TASK DIRECTIONS:
Search term "below": please show all lines in the listing that contain it.

= = = = =

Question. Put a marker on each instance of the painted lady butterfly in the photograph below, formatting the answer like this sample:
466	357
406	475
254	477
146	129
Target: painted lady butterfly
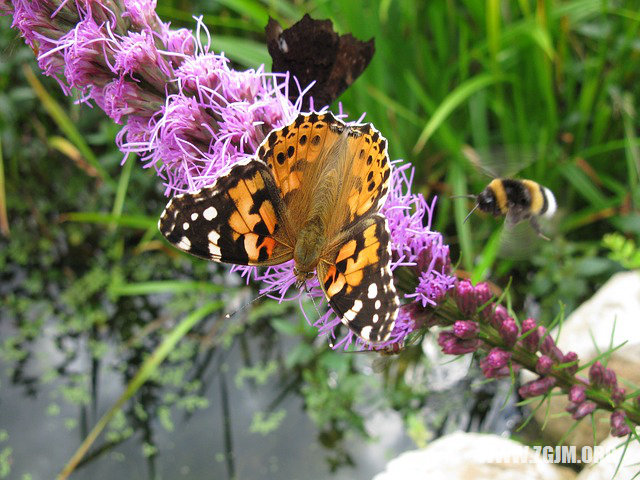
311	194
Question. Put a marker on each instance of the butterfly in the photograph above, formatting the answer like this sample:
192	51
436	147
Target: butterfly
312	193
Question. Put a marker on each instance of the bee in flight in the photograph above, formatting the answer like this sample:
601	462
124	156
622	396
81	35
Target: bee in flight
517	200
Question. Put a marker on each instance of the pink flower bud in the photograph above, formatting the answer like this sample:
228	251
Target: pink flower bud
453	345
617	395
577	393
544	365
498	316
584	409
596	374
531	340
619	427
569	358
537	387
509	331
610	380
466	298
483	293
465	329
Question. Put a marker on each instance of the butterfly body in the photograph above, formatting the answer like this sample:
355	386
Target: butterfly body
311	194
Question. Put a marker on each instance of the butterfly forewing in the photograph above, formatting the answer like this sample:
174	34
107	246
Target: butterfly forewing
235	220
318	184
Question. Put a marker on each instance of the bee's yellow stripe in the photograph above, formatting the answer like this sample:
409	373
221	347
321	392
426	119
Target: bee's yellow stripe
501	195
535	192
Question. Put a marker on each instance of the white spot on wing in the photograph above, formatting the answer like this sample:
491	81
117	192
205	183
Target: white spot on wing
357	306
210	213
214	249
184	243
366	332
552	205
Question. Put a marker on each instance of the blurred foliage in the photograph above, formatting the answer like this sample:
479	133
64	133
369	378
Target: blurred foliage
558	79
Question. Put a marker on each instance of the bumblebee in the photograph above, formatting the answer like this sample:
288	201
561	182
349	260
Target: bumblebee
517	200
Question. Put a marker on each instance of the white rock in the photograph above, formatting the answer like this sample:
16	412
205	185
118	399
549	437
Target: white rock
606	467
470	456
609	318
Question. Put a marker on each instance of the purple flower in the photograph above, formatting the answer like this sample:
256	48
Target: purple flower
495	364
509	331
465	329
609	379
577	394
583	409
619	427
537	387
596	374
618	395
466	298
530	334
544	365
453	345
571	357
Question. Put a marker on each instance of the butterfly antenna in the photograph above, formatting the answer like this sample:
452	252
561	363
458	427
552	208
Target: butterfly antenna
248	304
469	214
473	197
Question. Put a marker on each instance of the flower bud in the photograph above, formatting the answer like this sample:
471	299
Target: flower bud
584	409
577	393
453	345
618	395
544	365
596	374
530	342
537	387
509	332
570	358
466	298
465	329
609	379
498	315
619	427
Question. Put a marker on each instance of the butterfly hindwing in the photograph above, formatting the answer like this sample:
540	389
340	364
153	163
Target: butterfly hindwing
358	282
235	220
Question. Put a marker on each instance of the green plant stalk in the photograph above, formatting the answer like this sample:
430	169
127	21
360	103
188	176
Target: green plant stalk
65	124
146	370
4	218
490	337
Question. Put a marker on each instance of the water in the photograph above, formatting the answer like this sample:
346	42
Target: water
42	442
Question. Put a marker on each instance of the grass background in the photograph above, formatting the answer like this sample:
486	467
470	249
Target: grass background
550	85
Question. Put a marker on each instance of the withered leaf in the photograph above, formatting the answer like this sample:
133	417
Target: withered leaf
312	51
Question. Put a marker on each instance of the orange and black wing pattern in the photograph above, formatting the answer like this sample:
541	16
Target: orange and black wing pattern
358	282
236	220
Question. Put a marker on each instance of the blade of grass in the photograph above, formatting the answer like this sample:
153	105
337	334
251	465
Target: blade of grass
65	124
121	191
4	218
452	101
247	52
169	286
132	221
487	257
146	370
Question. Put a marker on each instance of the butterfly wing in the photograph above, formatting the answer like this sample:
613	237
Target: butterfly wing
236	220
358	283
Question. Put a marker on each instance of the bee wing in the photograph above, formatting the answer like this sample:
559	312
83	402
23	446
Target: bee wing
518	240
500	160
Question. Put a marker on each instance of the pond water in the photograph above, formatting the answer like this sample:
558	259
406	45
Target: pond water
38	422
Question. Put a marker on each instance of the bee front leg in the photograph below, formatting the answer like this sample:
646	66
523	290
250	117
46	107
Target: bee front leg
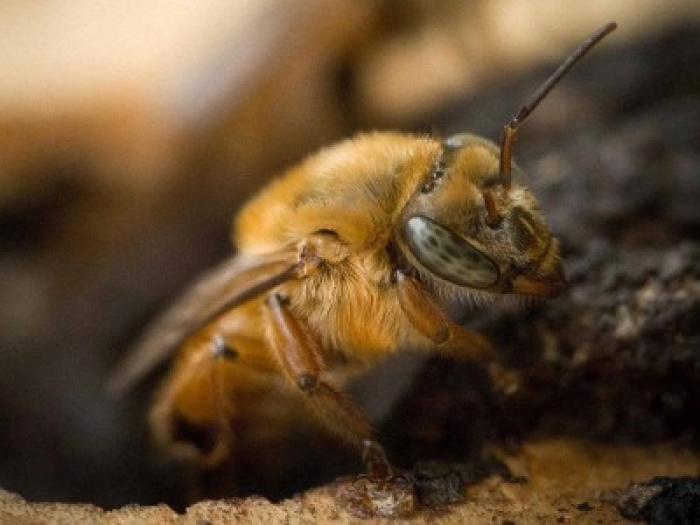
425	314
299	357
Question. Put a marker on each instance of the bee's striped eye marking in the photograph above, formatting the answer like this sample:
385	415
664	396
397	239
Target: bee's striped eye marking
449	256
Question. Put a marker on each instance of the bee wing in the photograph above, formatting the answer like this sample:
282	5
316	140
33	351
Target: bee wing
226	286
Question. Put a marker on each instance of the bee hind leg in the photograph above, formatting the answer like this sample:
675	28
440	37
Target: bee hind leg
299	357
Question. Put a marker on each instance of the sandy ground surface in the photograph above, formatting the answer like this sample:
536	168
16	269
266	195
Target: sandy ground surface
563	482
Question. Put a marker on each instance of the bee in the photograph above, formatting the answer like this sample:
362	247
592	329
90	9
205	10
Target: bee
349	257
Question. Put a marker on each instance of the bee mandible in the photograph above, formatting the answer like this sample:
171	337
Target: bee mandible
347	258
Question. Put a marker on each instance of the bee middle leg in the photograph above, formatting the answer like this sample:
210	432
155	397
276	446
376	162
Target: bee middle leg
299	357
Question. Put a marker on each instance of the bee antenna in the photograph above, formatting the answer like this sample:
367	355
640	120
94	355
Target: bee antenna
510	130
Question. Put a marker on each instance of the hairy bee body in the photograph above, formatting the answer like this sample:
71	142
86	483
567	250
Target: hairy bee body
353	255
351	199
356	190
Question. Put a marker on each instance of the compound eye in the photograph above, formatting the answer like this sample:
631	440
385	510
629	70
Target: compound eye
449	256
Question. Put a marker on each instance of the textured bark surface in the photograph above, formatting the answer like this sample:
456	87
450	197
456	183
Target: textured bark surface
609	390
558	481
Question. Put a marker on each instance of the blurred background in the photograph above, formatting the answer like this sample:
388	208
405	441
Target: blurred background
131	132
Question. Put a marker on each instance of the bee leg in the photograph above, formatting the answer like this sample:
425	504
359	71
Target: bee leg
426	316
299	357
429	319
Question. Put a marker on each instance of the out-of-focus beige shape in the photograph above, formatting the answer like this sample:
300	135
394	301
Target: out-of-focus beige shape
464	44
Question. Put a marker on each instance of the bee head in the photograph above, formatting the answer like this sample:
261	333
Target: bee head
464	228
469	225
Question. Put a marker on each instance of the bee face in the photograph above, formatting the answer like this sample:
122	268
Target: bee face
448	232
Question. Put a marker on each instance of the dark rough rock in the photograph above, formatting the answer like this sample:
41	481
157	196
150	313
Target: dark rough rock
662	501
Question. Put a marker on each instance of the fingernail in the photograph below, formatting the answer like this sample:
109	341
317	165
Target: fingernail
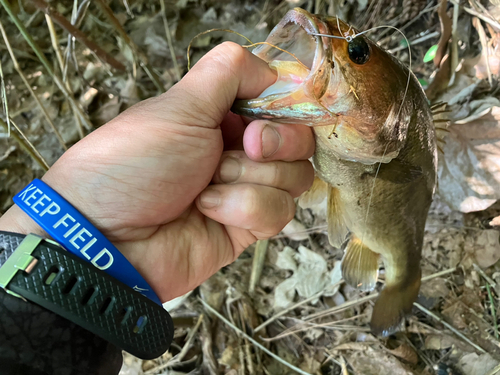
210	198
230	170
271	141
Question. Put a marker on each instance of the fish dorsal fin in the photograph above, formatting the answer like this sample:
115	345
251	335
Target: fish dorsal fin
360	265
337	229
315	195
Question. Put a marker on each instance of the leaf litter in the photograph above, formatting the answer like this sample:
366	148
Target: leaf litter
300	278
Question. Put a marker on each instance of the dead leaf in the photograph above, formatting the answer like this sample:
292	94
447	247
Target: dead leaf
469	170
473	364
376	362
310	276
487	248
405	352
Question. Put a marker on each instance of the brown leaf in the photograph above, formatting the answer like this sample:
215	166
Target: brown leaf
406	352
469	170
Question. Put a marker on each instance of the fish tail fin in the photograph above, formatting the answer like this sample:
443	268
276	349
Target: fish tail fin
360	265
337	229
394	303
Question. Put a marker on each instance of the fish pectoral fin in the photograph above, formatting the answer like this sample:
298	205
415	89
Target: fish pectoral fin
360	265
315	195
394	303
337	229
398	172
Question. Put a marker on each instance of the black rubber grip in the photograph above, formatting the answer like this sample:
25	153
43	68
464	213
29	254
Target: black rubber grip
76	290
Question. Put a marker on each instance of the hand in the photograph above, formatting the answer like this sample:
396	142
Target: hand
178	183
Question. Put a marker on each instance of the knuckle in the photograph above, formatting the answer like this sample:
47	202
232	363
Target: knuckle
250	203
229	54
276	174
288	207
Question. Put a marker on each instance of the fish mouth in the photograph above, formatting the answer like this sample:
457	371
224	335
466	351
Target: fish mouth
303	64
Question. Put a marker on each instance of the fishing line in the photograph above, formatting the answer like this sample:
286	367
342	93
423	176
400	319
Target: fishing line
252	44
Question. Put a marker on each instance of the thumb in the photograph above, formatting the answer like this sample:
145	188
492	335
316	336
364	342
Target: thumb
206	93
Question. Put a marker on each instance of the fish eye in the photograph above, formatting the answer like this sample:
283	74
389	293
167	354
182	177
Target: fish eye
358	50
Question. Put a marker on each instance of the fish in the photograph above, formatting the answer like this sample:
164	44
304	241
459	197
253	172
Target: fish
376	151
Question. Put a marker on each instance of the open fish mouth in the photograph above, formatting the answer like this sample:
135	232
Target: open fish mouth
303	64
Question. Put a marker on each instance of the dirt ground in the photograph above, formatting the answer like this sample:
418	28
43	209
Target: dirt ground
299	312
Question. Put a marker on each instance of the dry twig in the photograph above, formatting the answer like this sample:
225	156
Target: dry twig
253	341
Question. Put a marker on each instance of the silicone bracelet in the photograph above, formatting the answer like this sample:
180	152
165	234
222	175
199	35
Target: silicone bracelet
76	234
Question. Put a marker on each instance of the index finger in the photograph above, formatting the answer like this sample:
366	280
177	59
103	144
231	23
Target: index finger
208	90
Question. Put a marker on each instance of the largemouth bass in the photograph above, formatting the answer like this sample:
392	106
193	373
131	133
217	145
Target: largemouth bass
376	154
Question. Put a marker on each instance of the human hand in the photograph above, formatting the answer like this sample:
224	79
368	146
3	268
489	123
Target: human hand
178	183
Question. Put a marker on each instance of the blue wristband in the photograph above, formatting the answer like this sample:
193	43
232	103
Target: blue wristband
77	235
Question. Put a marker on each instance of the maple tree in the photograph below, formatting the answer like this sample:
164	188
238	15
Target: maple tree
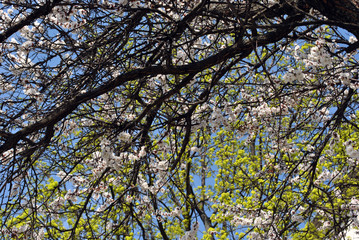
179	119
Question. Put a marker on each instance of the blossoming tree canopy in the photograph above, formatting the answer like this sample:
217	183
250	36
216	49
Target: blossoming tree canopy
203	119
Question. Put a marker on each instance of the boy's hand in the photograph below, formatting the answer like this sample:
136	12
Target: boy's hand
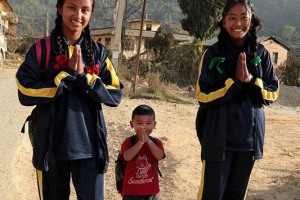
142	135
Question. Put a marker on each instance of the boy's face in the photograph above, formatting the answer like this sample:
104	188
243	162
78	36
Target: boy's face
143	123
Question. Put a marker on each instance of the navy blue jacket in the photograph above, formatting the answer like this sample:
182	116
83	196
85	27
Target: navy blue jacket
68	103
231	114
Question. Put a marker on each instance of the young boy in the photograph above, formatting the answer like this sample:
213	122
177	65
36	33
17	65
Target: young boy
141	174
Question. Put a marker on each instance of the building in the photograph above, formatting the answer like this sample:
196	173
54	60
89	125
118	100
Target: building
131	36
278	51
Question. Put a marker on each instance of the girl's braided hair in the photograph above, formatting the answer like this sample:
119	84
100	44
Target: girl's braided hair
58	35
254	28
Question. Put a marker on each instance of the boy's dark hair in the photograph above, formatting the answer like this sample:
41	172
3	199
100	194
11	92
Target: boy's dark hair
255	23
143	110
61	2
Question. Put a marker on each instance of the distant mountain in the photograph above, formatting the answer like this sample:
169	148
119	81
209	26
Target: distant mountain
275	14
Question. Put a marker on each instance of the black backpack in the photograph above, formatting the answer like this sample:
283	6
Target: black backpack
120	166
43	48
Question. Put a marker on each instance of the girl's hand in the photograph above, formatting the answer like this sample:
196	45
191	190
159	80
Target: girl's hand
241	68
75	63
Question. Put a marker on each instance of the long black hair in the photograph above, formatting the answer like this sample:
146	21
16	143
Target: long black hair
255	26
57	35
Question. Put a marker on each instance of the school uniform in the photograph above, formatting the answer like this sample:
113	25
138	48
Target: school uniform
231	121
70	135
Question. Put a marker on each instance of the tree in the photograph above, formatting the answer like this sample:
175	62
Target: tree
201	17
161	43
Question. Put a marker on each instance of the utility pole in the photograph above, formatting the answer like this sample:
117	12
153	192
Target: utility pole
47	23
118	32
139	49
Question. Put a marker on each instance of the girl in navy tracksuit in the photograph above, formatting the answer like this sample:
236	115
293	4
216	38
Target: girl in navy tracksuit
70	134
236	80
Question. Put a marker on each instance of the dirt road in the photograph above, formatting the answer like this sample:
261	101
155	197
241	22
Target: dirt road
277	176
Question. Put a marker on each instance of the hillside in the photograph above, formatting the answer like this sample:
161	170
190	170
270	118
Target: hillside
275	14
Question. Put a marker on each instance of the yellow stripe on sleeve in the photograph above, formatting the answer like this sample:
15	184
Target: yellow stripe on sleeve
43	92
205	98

= = = = =

RESPONSE BOX:
Question. Put a marker on each instance of the painted lady butterfly in the photograph below, formatting the answer like this sample:
Question. Put a marker on each instance of the bee front leg in the photograph below, formatting the answer like this sample:
Question. Put a marker on each instance of the fingernail in the photograph below, formatting the answer like this sample:
Question. Put a marker on each instance of the maple tree in the photograph below, formatting the answer like this sample:
Question. Put a marker on each instance of the boy's hand in the photograph below, formatting the answer like this sample:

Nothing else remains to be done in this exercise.